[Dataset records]
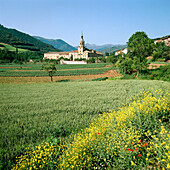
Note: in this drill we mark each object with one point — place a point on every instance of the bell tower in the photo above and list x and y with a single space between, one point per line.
81 45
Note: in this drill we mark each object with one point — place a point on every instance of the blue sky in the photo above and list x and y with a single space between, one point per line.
102 21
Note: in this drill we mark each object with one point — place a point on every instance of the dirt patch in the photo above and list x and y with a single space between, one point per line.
110 73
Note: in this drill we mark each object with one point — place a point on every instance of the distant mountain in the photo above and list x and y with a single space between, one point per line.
21 40
57 43
113 49
97 47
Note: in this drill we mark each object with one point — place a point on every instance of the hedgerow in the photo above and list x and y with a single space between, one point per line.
135 136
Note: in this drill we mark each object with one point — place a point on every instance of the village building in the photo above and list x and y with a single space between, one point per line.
81 53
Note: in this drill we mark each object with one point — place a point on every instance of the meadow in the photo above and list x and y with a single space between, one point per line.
34 70
35 113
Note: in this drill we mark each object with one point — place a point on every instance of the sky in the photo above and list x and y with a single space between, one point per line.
101 21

Aim of the task: Write out every line of the records above again, requests included, shifting each x and y coordinate in the answers by adding 104 to it, and omit the pictures.

Task output:
Note: in this drill we mark each object with one point — place a point on every instance of the bell tower in the photo above and list x and y with a single space between, one point per line.
185 149
Note: in this drill we mark each object with one point — place a point on every instance of the blue sky in the photo above and list x and y with a single space between, one point per line.
206 125
Note: in this drill we mark each object with one point — place a point on every instance of the dirt patch in the photo above and list x and y with a single space between, one point per line.
214 177
Note: in this drill we mark each object with one point — place a point on every instance of the distant mountain in the photo above and list x and y with a single space between, one point per line.
125 144
161 147
217 153
201 151
Note: in this drill we mark each object with one point — place a point on every instance of the hedgerow in the photo above and list x and y with a single space between, one point per line.
239 240
Note: in this drill we mark each object with one point — place a point on every instance of the village building in the photo above and list x and y with a single space between, one point per line.
185 157
Note: in this drill we mark each object with one point — place a point on every instance of the meadow in the photo above and list x and y with a single space between, one point per line.
138 174
139 217
Note: in this drill we mark each object with one point — place a point on every instance of the sky in the photo above and list x and y with a single space between, one point per line.
205 125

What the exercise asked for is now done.